* _Set of tasks_
1. In the passage on the Great Council of the Netherlands, answer these:
(a) Where did the Grote Raad sit from 1616?
(b) What does the Luxembourgish phrase "mir ginn op Mechelen" still mean?
(c) What two other names does the passage give for the Council of State?
2. Using the passage on the Great Council of the Netherlands, explain in one to three sentences how the Council of State came about.
3. From the passage on the Great Council of the Netherlands, return everything from "Origins and history" down to "political council emerging.".

* _Selected excerpt_
=======
From the 15th century onwards, the Great Council of the Netherlands at Mechelen (Dutch: De Grote Raad der Nederlanden te Mechelen; French: le grand conseil des Pays-Bas à Malines; German: der Grosse Rat der Niederlände zu Mecheln) was the highest court in the Burgundian Netherlands. It was responsible for the Dutch-, French- and German-speaking areas. In Luxembourgish the phrase "mir ginn op Mechelen" (we'll go to Mechelen) still means playing one's last trump card. The Grote Raad first sat in the Schepenhuis in Mechelen then, from 1616, in the (old) palace of Margaretha of Austria on Keizerstraat.

Origins and history

The medieval rulers were assisted by advisers. Together with the ruler they formed the Council of State, also called the consilium or curia. Gradually the council became more specialised, with separate financial, judicial and political council emerging.
=======
* _Rows_

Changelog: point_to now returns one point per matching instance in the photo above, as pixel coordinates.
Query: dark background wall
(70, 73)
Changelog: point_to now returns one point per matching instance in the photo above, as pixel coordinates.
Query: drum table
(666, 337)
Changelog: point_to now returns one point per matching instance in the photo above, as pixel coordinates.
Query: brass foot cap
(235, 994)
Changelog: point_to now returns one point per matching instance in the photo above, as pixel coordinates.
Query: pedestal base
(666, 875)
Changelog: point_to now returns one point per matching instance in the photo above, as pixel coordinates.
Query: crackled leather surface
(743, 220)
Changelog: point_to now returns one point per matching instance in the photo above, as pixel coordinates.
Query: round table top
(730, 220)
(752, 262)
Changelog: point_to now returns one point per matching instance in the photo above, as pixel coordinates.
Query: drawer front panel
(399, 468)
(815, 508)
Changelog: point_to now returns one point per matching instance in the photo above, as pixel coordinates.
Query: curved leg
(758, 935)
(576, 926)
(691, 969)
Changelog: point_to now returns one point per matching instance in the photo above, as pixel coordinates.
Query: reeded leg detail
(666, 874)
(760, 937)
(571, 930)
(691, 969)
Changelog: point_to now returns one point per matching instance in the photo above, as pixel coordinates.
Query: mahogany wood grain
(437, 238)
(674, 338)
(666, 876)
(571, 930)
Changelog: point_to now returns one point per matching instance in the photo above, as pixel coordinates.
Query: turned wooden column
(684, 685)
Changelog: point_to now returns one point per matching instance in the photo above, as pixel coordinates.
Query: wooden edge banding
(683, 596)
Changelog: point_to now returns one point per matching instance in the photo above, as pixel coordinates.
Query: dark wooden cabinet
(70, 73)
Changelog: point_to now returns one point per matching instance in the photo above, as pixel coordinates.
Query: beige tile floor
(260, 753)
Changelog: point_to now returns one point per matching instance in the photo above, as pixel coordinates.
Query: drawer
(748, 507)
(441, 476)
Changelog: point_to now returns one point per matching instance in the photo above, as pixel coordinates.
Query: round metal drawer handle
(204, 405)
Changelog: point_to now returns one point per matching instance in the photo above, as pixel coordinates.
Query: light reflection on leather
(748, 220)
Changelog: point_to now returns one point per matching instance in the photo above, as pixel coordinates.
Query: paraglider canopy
=======
* _Replies_
1.
(a) In the (old) palace of Margaretha of Austria on Keizerstraat.
(b) Playing one's last trump card.
(c) The consilium or curia.

2. Medieval rulers were assisted by advisers, and together with the ruler these advisers formed the Council of State, also called the consilium or curia. Over time the council became more specialized, and separate financial, judicial and political councils emerged.

3.
Origins and history

The medieval rulers were assisted by advisers. Together with the ruler they formed the Council of State, also called the consilium or curia. Gradually the council became more specialised, with separate financial, judicial and political council emerging.